## Requirement
Turn the listing below into a Markdown table with the columns Row and Line, giving each non-blank line its own numbered row.

## Dataset excerpts
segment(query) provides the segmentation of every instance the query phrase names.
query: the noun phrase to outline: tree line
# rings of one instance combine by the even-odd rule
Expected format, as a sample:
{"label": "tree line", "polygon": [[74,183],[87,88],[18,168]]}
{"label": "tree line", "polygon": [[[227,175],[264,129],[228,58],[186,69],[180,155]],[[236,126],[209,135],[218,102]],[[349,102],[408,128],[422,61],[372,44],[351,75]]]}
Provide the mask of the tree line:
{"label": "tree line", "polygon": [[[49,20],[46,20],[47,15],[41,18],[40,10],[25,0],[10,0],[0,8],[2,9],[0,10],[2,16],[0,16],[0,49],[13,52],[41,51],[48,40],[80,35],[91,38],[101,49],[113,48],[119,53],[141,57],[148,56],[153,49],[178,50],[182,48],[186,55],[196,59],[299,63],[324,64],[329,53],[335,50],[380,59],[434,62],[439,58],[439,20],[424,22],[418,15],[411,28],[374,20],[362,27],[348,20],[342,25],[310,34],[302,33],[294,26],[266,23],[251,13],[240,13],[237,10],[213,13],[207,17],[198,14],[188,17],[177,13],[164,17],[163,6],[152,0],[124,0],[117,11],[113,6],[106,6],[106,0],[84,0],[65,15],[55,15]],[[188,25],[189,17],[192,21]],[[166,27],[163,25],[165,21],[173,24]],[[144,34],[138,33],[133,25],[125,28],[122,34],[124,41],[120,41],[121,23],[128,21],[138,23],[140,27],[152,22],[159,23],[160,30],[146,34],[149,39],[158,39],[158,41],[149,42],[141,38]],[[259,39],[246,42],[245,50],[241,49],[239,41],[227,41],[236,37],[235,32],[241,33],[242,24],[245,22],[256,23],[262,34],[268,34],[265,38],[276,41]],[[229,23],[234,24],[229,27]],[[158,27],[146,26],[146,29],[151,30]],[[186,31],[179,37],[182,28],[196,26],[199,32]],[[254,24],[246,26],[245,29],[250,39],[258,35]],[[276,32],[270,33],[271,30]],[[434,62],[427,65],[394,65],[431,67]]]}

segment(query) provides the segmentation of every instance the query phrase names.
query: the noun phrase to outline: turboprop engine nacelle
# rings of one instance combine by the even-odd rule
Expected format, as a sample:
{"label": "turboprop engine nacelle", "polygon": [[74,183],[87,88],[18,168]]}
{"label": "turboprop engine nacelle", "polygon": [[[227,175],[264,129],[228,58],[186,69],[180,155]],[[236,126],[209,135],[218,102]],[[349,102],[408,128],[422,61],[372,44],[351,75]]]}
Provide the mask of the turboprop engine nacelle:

## Written answer
| Row | Line |
|---|---|
| 1 | segment(query) provides the segmentation of every instance the query phrase names. |
| 2 | query: the noun phrase to outline: tree line |
| 3 | # rings of one instance combine by the even-odd rule |
| 4 | Expected format, as a sample: |
| 5 | {"label": "tree line", "polygon": [[74,183],[87,88],[18,168]]} |
| 6 | {"label": "tree line", "polygon": [[[227,175],[264,129],[228,58],[186,69],[180,155]],[[236,126],[209,135],[218,102]],[[349,102],[408,128],[422,61],[372,44],[351,75]]]} |
| 7 | Provide the mask of the tree line: |
| 8 | {"label": "tree line", "polygon": [[[49,20],[46,20],[47,15],[41,18],[40,10],[25,0],[10,0],[0,8],[2,9],[0,10],[2,16],[0,16],[0,49],[13,52],[41,51],[48,40],[80,35],[91,38],[101,49],[113,48],[119,53],[141,57],[148,56],[153,49],[178,50],[182,48],[186,55],[196,59],[299,63],[324,64],[329,53],[335,50],[380,59],[434,62],[439,58],[439,20],[424,22],[418,15],[411,28],[374,20],[362,27],[348,20],[342,25],[310,34],[302,33],[294,26],[266,23],[251,13],[240,13],[237,10],[213,13],[207,17],[198,14],[188,17],[177,13],[164,17],[163,6],[152,0],[124,0],[117,11],[113,6],[106,6],[106,0],[84,0],[65,15],[55,15]],[[188,25],[189,17],[192,21]],[[166,27],[163,25],[165,21],[173,24]],[[144,34],[138,33],[133,25],[125,28],[122,34],[124,41],[120,41],[121,23],[128,21],[138,23],[140,27],[152,22],[159,23],[160,30],[146,34],[149,39],[158,39],[158,41],[149,42],[141,38]],[[259,39],[246,42],[245,50],[241,49],[239,41],[227,41],[236,37],[235,32],[241,33],[242,24],[245,22],[256,23],[262,34],[268,34],[265,38],[276,41]],[[229,23],[234,24],[229,27]],[[158,27],[146,26],[146,29],[151,30]],[[186,31],[179,37],[182,28],[196,26],[199,32]],[[254,24],[246,26],[245,29],[250,39],[258,35]],[[276,32],[270,33],[271,30]],[[434,62],[427,65],[394,65],[431,67]]]} |
| 9 | segment(query) provides the segmentation of every instance the query phrase names. |
| 10 | query: the noun phrase to outline: turboprop engine nacelle |
| 11 | # rings of one instance combine by the even-odd rule |
| 12 | Expected format, as a sample: |
| 13 | {"label": "turboprop engine nacelle", "polygon": [[74,183],[87,88],[18,168]]} |
| 14 | {"label": "turboprop engine nacelle", "polygon": [[[227,175],[264,129],[228,58],[186,69],[180,155]],[[236,126],[209,135],[218,102]],[[349,102],[408,128],[422,61],[372,44],[351,75]]]} |
| 15 | Provide the mask of the turboprop engine nacelle: |